■ Task to complete: Would you copy out the whole listing exactly as given?

···

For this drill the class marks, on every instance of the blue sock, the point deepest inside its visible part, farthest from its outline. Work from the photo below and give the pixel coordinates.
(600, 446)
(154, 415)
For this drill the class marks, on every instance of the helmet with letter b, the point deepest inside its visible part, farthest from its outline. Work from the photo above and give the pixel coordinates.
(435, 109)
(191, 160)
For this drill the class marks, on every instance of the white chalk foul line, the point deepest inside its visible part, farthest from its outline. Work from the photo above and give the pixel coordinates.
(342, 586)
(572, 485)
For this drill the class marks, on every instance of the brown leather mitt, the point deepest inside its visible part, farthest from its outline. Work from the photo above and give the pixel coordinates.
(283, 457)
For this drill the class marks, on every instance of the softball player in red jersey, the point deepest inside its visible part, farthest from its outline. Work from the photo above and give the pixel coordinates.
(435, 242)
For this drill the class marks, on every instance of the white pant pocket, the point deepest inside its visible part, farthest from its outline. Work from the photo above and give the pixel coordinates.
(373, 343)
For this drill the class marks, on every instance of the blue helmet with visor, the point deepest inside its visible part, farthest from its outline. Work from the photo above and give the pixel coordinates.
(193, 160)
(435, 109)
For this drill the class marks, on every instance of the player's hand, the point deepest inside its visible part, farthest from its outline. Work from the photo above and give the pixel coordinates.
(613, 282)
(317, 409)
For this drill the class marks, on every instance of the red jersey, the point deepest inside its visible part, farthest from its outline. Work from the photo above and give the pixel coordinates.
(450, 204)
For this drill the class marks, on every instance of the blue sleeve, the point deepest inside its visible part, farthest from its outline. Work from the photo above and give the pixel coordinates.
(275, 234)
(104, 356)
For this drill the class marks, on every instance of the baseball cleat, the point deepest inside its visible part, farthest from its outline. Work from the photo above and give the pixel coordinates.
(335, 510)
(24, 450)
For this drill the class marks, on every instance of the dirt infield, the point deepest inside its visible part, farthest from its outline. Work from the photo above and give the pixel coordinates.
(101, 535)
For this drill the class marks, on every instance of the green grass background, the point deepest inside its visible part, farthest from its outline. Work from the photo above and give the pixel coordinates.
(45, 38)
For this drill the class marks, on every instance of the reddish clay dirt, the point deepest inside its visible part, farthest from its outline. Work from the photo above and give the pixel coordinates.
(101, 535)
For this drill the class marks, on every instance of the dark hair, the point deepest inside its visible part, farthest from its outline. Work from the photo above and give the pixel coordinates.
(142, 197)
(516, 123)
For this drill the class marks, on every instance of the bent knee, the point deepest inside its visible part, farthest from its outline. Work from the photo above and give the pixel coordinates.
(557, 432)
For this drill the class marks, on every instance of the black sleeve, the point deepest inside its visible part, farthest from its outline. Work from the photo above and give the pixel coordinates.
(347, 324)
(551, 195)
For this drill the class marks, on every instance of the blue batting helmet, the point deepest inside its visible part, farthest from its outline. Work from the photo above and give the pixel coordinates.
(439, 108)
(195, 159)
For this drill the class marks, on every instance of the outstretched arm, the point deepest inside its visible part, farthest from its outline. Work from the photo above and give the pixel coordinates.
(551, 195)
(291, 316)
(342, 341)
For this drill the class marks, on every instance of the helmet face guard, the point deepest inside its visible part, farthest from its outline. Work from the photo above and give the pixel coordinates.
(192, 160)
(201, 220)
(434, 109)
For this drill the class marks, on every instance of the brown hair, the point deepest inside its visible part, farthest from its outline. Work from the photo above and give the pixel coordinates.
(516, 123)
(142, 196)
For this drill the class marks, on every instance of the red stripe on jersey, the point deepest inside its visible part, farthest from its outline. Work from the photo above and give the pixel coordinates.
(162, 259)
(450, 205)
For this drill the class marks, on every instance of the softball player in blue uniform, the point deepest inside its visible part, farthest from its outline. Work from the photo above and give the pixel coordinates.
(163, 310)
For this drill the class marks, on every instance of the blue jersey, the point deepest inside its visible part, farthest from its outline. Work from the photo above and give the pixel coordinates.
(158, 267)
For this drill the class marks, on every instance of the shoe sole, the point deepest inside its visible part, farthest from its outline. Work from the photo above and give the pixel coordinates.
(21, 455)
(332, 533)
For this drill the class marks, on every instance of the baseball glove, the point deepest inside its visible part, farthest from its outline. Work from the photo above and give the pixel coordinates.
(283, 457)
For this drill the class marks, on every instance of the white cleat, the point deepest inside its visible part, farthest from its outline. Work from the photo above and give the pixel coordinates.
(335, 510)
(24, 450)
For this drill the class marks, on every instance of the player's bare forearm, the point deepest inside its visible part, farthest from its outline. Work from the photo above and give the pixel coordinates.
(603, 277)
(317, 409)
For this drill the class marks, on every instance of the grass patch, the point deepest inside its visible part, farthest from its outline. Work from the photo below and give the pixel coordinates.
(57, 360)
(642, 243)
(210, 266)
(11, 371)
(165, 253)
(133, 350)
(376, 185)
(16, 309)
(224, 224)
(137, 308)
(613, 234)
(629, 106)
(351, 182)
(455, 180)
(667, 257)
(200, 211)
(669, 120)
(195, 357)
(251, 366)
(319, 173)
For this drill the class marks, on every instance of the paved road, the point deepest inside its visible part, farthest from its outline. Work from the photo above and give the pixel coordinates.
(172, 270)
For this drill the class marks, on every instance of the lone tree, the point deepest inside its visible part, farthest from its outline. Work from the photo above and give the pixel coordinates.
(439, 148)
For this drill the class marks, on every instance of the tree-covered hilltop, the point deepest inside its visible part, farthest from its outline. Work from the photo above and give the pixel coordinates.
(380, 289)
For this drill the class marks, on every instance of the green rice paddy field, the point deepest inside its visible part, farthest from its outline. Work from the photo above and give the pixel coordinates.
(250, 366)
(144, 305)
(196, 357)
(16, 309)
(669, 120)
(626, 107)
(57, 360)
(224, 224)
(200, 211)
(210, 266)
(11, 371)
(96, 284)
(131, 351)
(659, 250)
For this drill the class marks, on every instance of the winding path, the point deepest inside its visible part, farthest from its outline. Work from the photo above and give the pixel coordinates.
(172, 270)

···

■ Response:
For this drill the class marks, on every instance of the blue sock, the point deepest inside its visible part, farthest from its outline. Work from the photo below and give the pixel coordinates.
(600, 446)
(154, 415)
For this drill the class marks, on every instance of the helmet with letter b, the point deepest inside its visible part, farthest from its outline. Work from the photo above and give the pixel coordinates.
(435, 109)
(191, 160)
For this drill the class marks, on every instance of the white chalk foul line, the point deepest inside its visible part, farthest from its outline. Work from the photo above and give the pixel coordinates.
(342, 586)
(572, 485)
For this drill the class marks, on every instance of the brown leather mitt, the point deepest inside its visible part, farthest from its outline. Work from the photo above and give the pixel coordinates.
(283, 457)
For this drill the class marks, on every instance of the softball player in red jersey, the point deepest inside its visible part, farthest from its outline. Work from the photo above and give the pixel coordinates.
(435, 242)
For this drill the class marks, on every instance of the white pant pocket, the point deepest inside its visible part, farthest from its outline. Work from the photo above and give the pixel coordinates.
(373, 343)
For this drill the class marks, on every instance of the blue helmet with visor, the point deepest inside its visible part, farthest from its outline. Work from the photo above and give the pixel coordinates.
(193, 160)
(435, 109)
For this drill the class marks, on every instance of the player's hand, the point deepest inside its visible part, farthest from its outline. Work from the photo above and give the pixel coordinates.
(613, 282)
(317, 409)
For this drill the class marks, on every instance of the red jersey, the point deepest inside its visible part, farthest from its outline. Work from the photo above and give the pixel coordinates.
(450, 204)
For this drill the class marks, on every instance of the blue sleeve, the point deepest inside its visible part, farthest from its outline. Work from the photo above and give the pixel coordinates.
(275, 234)
(104, 356)
For this drill the class marks, on every instance of the baseball cleat, the point deepest inside its visible part, farthest from its outline. Work from the photo above and give the pixel coordinates.
(335, 510)
(24, 450)
For this drill the class marks, on every instance of the dirt infield, the point deepest inside its visible part, farthest from its outline. Work from the photo above and give the pixel coordinates.
(101, 535)
For this drill the class marks, on every instance of the green grass background, the point deepest inside its visible part, farthest from its outline. Work from the photo above and give the pixel coordinates.
(45, 38)
For this drill the class marks, on every instance of the reddish clay dirt, the point deepest inside its visible part, farthest from its outline. Work from the photo above and give the pixel coordinates.
(101, 535)
For this drill the class marks, on every instance of the dark hair, the point deepest inside its visible part, farthest from its outline. Work from the photo above and give the pixel coordinates.
(142, 197)
(516, 123)
For this drill the class marks, on every instance of the bent knee, the point deepest inside its visible part, farthest from its outline. Work from the photo above and give the pixel coordinates.
(557, 432)
For this drill the class marks, on every instance of the black sleeve, the point deepest inside its visible part, farthest from its outline. Work from the photo above and give the pixel coordinates.
(347, 324)
(551, 195)
For this drill the class marks, on every instance of the blue batting helmet, the point deepest inside its visible part, farthest from its outline. Work from the photo above and give the pixel coordinates.
(439, 108)
(195, 159)
For this drill the class marks, on every instance of the outstretched arm, the point deepest inside its visible part, farthest from its outline. Work from the photo above and give the pixel coordinates.
(551, 195)
(291, 316)
(342, 341)
For this drill the class marks, on every instance of the helmet face guard, the point deepest inside its visible part, farthest from its outline. Work from the photo above and give the pixel coordinates.
(192, 160)
(201, 220)
(434, 109)
For this drill the class marks, on every instance of the brown hair, the point deepest inside its visible part, farthest from its outline. Work from the photo above and give the pixel coordinates.
(516, 123)
(142, 196)
For this drill the class marks, on every instance of the red stripe on jersey, the point deepest inside its visible part, farthest from its outline. Work from the photo above and give the pixel coordinates.
(162, 259)
(450, 205)
For this drill the class marks, on every instance of the softball player in blue uniform, the point deepest inside its visible part, farthest from its outline. Work from the photo above and give the pixel coordinates.
(163, 310)
For this drill the class marks, on every instance of the blue jersey, the point deepest inside its visible part, farthest from its outline. Work from the photo above and give the pixel coordinates.
(158, 267)
For this drill the class marks, on every instance of the shoe sole, the point deepest inside its visible part, farthest from its outline. Work from the photo above and give the pixel coordinates.
(21, 455)
(332, 533)
For this drill the class marks, on every instance of the baseball glove, the point deepest inside its visible part, farthest from its outline. Work from the photo above and give the pixel coordinates.
(283, 457)
For this drill the class marks, on every instance of the white cleat, the point deepest inside its visible part, farthest from its outline. Work from the photo above and give the pixel coordinates.
(335, 510)
(24, 450)
For this drill the class marks, on every instance of the player's bare forearm, the point deepest inside its visible part, farthest from its outline. Work from the photo above and give the pixel coordinates.
(603, 277)
(317, 409)
For this drill the class marks, on every instance of the grass patch, the point deepest inside its visible part, farthest from its outline. Work from the photo below and give the pixel coordinates.
(57, 360)
(642, 243)
(210, 266)
(11, 371)
(165, 253)
(133, 350)
(376, 185)
(16, 309)
(224, 224)
(137, 308)
(613, 234)
(629, 106)
(351, 182)
(455, 180)
(667, 257)
(200, 211)
(669, 120)
(195, 357)
(251, 366)
(319, 173)
For this drill the class marks, on every instance of the paved road, the point deepest inside its visible part, farthest from its outline. Work from the photo above and give the pixel coordinates.
(172, 270)
For this drill the class marks, on every instance of the lone tree, the point deepest inside its visible part, farthest from its outline. Work from the photo above and give the pixel coordinates.
(439, 148)
For this drill the class marks, on every instance of the tree-covered hilltop, the point deepest inside its visible part, farthest from its outline. Work from the photo above and give the pixel coordinates.
(380, 289)
For this drill the class marks, on every instance of the green rice paddy field, the point deepest inside its visible part, farthest from its outline. Work from the photo above and give the pixel coordinates.
(250, 366)
(144, 305)
(196, 357)
(16, 309)
(669, 120)
(626, 107)
(57, 360)
(224, 224)
(200, 211)
(210, 266)
(11, 371)
(96, 284)
(131, 351)
(659, 250)
For this drill the class marks, on every instance of the winding path, the point deepest inside its visible part, farthest from its outline. Work from the photo above and give the pixel coordinates.
(172, 270)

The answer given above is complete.